- **Stated problem**: Which lines of the data contain the string "grass"? Show each of them in full, and treat uppercase and lowercase as different.

◇ ◇ ◇ ◇ ◇

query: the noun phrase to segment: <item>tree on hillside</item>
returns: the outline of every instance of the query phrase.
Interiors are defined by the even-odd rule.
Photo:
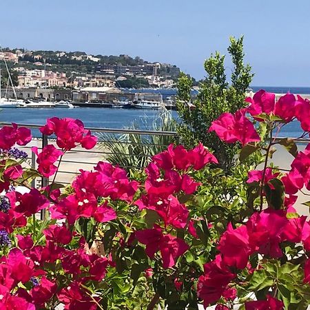
[[[225,74],[225,56],[216,52],[205,61],[207,75],[200,83],[197,99],[192,102],[192,81],[181,73],[176,103],[183,121],[178,126],[182,143],[192,147],[201,141],[214,151],[226,172],[234,167],[238,145],[223,143],[214,133],[208,132],[208,129],[212,121],[222,113],[234,113],[245,105],[245,92],[254,76],[251,66],[244,63],[243,37],[238,39],[230,38],[228,52],[233,64],[230,81],[227,81]]]

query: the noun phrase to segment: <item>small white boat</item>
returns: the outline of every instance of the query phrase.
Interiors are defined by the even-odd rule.
[[[161,101],[151,101],[148,100],[139,101],[138,103],[134,105],[138,109],[163,109],[165,105]]]
[[[53,108],[55,103],[48,101],[39,101],[33,102],[30,101],[24,101],[23,103],[19,104],[17,107],[28,107],[28,108]]]
[[[74,107],[69,101],[65,101],[64,100],[56,102],[54,106],[55,107],[66,107],[68,109],[73,109]]]
[[[130,101],[129,100],[120,100],[120,101],[113,101],[112,103],[112,107],[116,108],[127,108],[130,107],[132,105],[132,101]]]
[[[6,98],[0,98],[0,108],[1,107],[17,107],[20,104],[23,104],[22,100],[8,99]]]

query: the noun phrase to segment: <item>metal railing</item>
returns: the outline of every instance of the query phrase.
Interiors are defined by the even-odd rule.
[[[11,123],[1,123],[0,122],[0,127],[4,125],[11,125]],[[42,125],[33,125],[33,124],[18,124],[19,126],[24,126],[30,130],[39,130]],[[127,129],[112,129],[112,128],[97,128],[97,127],[85,127],[85,130],[90,130],[93,134],[104,134],[106,135],[105,138],[108,137],[109,134],[110,135],[122,135],[122,134],[136,134],[141,136],[167,136],[167,137],[176,137],[177,136],[177,134],[175,132],[158,132],[158,131],[152,131],[152,130],[127,130]],[[38,132],[37,132],[38,134]],[[284,137],[278,137],[277,140],[280,140],[281,138],[285,138]],[[310,139],[309,138],[291,138],[294,140],[297,144],[304,145],[310,143]],[[23,149],[28,154],[28,163],[32,168],[36,168],[37,167],[37,155],[31,152],[31,147],[33,145],[38,147],[39,149],[42,149],[45,146],[46,146],[49,143],[55,144],[56,141],[55,138],[52,137],[48,137],[45,134],[41,134],[39,132],[39,135],[37,134],[37,137],[34,137],[32,139],[32,141],[30,144],[32,145],[27,145],[24,147],[21,147],[20,148]],[[134,144],[132,142],[128,142],[125,141],[117,141],[115,142],[115,140],[107,140],[105,138],[103,141],[99,140],[99,145],[101,143],[123,143],[123,144]],[[138,143],[136,143],[138,144]],[[155,143],[149,143],[150,145],[153,146],[161,146],[163,148],[165,148],[167,145],[158,145]],[[104,144],[103,144],[104,145]],[[60,165],[60,169],[57,172],[57,176],[55,180],[55,182],[60,184],[63,184],[64,185],[68,185],[71,183],[71,181],[73,180],[74,176],[79,174],[80,169],[83,169],[85,170],[91,170],[93,169],[93,167],[96,165],[99,161],[103,161],[108,156],[114,154],[114,155],[120,155],[123,156],[131,156],[132,154],[129,153],[115,153],[115,152],[111,152],[109,149],[104,149],[103,147],[99,147],[87,150],[85,149],[82,149],[81,147],[73,149],[72,150],[68,151],[65,154],[65,156],[61,161],[61,165]],[[135,155],[135,156],[144,156],[144,157],[150,157],[153,154],[143,154],[141,155]],[[57,163],[56,163],[57,165]],[[120,165],[122,167],[121,165]],[[136,168],[134,165],[132,166],[125,166],[123,167],[125,168]],[[40,178],[35,179],[32,183],[32,186],[33,187],[39,187],[47,186],[50,184],[51,180],[49,180],[48,178]],[[41,218],[45,218],[45,210],[41,210]]]
[[[11,123],[0,122],[0,127],[5,125],[11,125]],[[25,147],[21,147],[22,149],[28,152],[29,158],[31,158],[30,165],[32,167],[36,167],[36,161],[37,155],[31,152],[30,149],[32,146],[35,145],[38,147],[39,151],[42,149],[48,143],[53,143],[56,145],[55,141],[56,137],[53,136],[48,136],[45,134],[41,134],[38,130],[43,126],[43,125],[34,125],[34,124],[27,124],[27,123],[19,123],[18,126],[26,127],[30,128],[33,132],[36,130],[37,134],[34,134],[34,137],[32,141],[30,143],[30,146],[27,145]],[[90,170],[93,169],[93,167],[98,163],[98,161],[105,160],[105,158],[108,157],[111,154],[119,155],[123,156],[132,156],[132,154],[125,153],[125,152],[111,152],[106,147],[105,147],[107,143],[118,143],[124,145],[139,145],[141,143],[133,143],[130,141],[126,141],[123,140],[118,140],[117,142],[115,139],[112,139],[112,137],[120,136],[123,134],[134,134],[137,136],[141,136],[143,137],[146,136],[166,136],[166,137],[175,137],[177,136],[175,132],[159,132],[159,131],[152,131],[152,130],[130,130],[130,129],[114,129],[114,128],[98,128],[98,127],[85,127],[87,130],[90,130],[92,134],[96,135],[99,138],[103,138],[103,135],[105,138],[103,140],[99,139],[99,144],[96,147],[92,149],[85,149],[81,147],[74,148],[70,151],[68,151],[65,153],[63,159],[61,160],[61,163],[59,171],[57,172],[57,176],[56,178],[56,182],[58,183],[68,185],[71,183],[74,177],[78,174],[80,169],[83,169],[85,170]],[[100,135],[99,134],[101,134]],[[32,135],[34,136],[34,135]],[[111,138],[109,140],[109,136]],[[149,145],[153,147],[166,147],[167,145],[152,143],[148,143]],[[151,154],[143,154],[141,155],[134,156],[136,157],[150,157]],[[57,165],[56,162],[55,165]],[[123,166],[120,165],[120,167],[124,168],[138,168],[138,167],[134,165],[127,165]],[[33,185],[37,187],[40,186],[47,186],[50,183],[51,180],[47,178],[41,178],[41,179],[37,179],[33,183]]]

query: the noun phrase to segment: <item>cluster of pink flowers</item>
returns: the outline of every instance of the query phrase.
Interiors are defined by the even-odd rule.
[[[200,183],[186,172],[189,169],[199,170],[209,163],[217,163],[216,158],[201,143],[187,151],[182,145],[170,145],[167,151],[152,158],[153,162],[145,169],[147,177],[145,183],[145,193],[135,204],[140,209],[155,211],[164,222],[167,229],[187,229],[196,236],[189,212],[184,204],[174,196],[176,193],[194,193]],[[144,229],[135,234],[138,240],[146,245],[146,254],[154,258],[160,250],[163,267],[174,266],[178,257],[189,248],[185,242],[172,236],[163,234],[162,229],[155,225],[153,229]]]
[[[254,123],[278,122],[279,125],[296,119],[304,131],[310,130],[310,103],[300,96],[287,94],[276,101],[273,94],[261,90],[246,101],[249,107],[220,116],[209,131],[227,143],[251,143],[266,151],[269,148],[265,147]],[[41,152],[32,149],[37,156],[38,172],[48,178],[57,172],[57,162],[67,152],[78,146],[91,149],[96,142],[82,122],[72,118],[48,119],[41,131],[56,139],[56,145],[49,145]],[[16,143],[27,144],[31,135],[28,130],[12,124],[0,130],[0,148],[8,150]],[[276,143],[275,139],[271,142]],[[92,171],[81,170],[65,192],[52,185],[24,194],[12,189],[11,185],[24,180],[27,169],[21,161],[7,157],[3,156],[0,162],[0,190],[5,192],[0,200],[1,309],[50,309],[61,302],[65,309],[95,310],[103,298],[96,289],[105,285],[100,283],[109,273],[120,272],[116,267],[123,251],[127,256],[122,264],[127,262],[128,253],[138,255],[130,251],[135,247],[143,251],[143,270],[147,280],[154,277],[154,284],[156,272],[167,272],[161,279],[173,284],[174,298],[183,296],[186,287],[186,293],[196,291],[205,307],[218,303],[217,310],[231,309],[240,297],[238,285],[263,269],[264,263],[287,262],[285,245],[302,248],[301,281],[310,284],[310,221],[299,216],[293,207],[298,192],[304,187],[310,189],[309,146],[296,155],[289,171],[268,167],[266,161],[264,169],[249,172],[246,183],[258,191],[255,198],[260,198],[260,205],[256,203],[257,208],[254,207],[242,220],[230,217],[221,234],[203,216],[205,211],[195,213],[192,207],[198,203],[194,198],[203,185],[201,178],[196,178],[203,175],[198,171],[218,163],[201,143],[189,150],[170,145],[152,157],[140,182],[121,167],[101,161]],[[268,200],[270,193],[276,195],[278,189],[275,184],[284,189],[280,199],[282,205],[277,208]],[[187,199],[192,205],[185,202]],[[39,226],[35,215],[42,209],[48,210],[50,219]],[[132,212],[132,220],[127,220],[127,212]],[[154,218],[150,223],[145,220],[148,216]],[[205,225],[205,231],[198,223]],[[87,231],[90,227],[93,230]],[[87,239],[88,233],[100,238]],[[196,249],[205,255],[207,252],[200,238],[203,234],[214,240],[208,245],[207,258],[202,256],[196,261],[201,267],[204,263],[200,272],[190,262]],[[96,242],[103,247],[101,238],[106,237],[111,248],[100,250]],[[253,265],[254,258],[261,258],[257,267]],[[243,274],[249,275],[247,280]],[[265,293],[262,300],[248,298],[245,309],[285,307],[276,291]]]

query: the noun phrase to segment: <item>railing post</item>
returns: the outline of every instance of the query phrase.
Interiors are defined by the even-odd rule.
[[[32,169],[36,169],[36,154],[34,152],[31,152],[31,167]],[[37,188],[37,182],[36,182],[36,178],[34,178],[31,181],[31,187],[32,188]]]
[[[46,134],[42,134],[42,149],[48,145],[48,136]],[[45,178],[44,176],[42,177],[41,179],[41,187],[45,187],[46,186],[48,186],[49,183],[49,179],[48,178]],[[41,219],[44,220],[46,215],[46,210],[45,209],[41,210]]]

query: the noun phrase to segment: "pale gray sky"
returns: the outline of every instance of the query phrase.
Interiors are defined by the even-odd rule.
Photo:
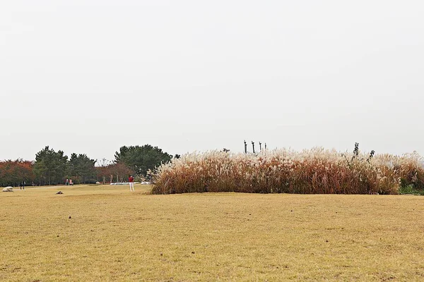
[[[3,0],[0,159],[424,154],[422,1]]]

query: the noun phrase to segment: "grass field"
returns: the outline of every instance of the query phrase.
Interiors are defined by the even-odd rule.
[[[148,190],[0,193],[0,281],[424,281],[420,196]]]

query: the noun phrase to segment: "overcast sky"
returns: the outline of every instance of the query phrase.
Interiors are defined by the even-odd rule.
[[[0,159],[424,154],[422,1],[0,1]]]

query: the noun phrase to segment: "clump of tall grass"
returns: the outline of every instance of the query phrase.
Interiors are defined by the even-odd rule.
[[[357,146],[345,154],[323,148],[194,152],[159,166],[153,193],[398,194],[402,181],[423,180],[421,159],[417,154],[362,154]]]

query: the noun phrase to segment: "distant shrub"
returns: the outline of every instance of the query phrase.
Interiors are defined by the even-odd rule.
[[[418,183],[424,171],[416,154],[374,156],[356,149],[187,154],[158,168],[152,192],[398,194],[401,179]]]

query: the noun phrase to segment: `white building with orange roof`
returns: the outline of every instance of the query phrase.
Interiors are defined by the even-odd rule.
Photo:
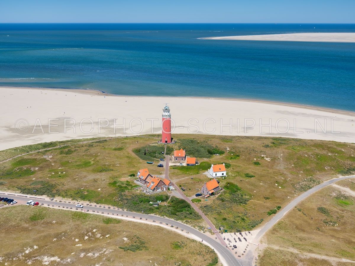
[[[204,183],[201,189],[201,194],[208,196],[222,189],[219,187],[218,182],[215,178],[213,178]]]
[[[211,168],[208,170],[208,173],[213,177],[227,176],[224,163],[222,165],[212,165]]]
[[[196,165],[196,158],[193,157],[187,157],[186,158],[186,165],[191,166]]]
[[[181,148],[178,150],[174,151],[174,161],[178,162],[184,161],[186,159],[185,151]]]

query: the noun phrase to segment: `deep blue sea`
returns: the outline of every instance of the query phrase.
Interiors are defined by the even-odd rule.
[[[305,32],[353,32],[355,24],[0,24],[0,86],[355,111],[355,43],[197,39]]]

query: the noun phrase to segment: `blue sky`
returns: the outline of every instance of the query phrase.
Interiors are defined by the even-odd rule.
[[[355,0],[8,0],[0,22],[355,23]]]

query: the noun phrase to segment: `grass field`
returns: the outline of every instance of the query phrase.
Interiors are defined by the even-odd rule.
[[[301,252],[355,261],[354,232],[355,198],[330,186],[291,211],[267,233],[263,242]],[[265,258],[271,252],[267,250],[264,254],[266,261],[272,261]]]
[[[330,261],[321,257],[313,257],[288,251],[267,248],[258,262],[260,266],[350,266],[353,264]]]
[[[2,265],[220,265],[197,241],[101,215],[19,206],[0,209],[0,223]]]
[[[168,199],[167,194],[155,194],[165,198],[161,207],[154,209],[147,201],[156,198],[131,190],[140,169],[147,167],[153,174],[164,174],[164,168],[146,162],[148,159],[159,161],[163,147],[157,144],[159,137],[105,139],[70,146],[63,144],[60,148],[16,158],[0,164],[0,189],[32,194],[35,190],[38,194],[155,212],[200,225],[201,219],[193,210],[183,202]],[[174,139],[176,143],[168,146],[167,153],[185,148],[187,156],[196,156],[200,162],[196,166],[171,167],[170,178],[184,187],[188,196],[199,192],[210,179],[203,173],[211,164],[225,163],[228,177],[219,179],[224,189],[218,196],[201,199],[196,204],[217,227],[229,231],[253,228],[272,217],[277,206],[282,208],[297,195],[339,173],[350,174],[355,167],[354,144],[195,134],[176,135]],[[8,152],[0,152],[6,158]]]

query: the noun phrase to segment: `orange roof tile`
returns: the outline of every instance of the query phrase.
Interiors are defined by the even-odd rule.
[[[206,183],[206,187],[209,191],[214,189],[216,188],[219,187],[218,183],[215,178],[213,178],[212,180],[210,180]]]
[[[181,149],[179,150],[174,150],[174,157],[185,157],[185,151],[182,149],[181,148]]]
[[[224,172],[225,171],[225,166],[224,166],[224,165],[216,165],[213,166],[212,169],[214,173]]]
[[[147,187],[152,190],[157,186],[157,185],[159,183],[159,182],[162,179],[158,177],[157,177],[155,176],[153,176],[149,184],[147,185]]]
[[[196,164],[196,158],[187,157],[186,159],[186,163],[188,165]]]
[[[163,182],[164,182],[164,184],[166,185],[169,185],[169,184],[171,183],[171,182],[170,182],[170,180],[168,180],[166,178],[164,178],[163,180]]]
[[[148,168],[141,169],[138,172],[139,173],[139,177],[144,180],[146,180],[146,178],[149,175],[149,171],[148,171]]]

◇ ◇ ◇ ◇ ◇

- **Response to this task**:
query: the noun phrase to segment: "grass field"
query: the noun phrase to segment: "clump of tall grass"
query: the noun phrase to segment: `grass field`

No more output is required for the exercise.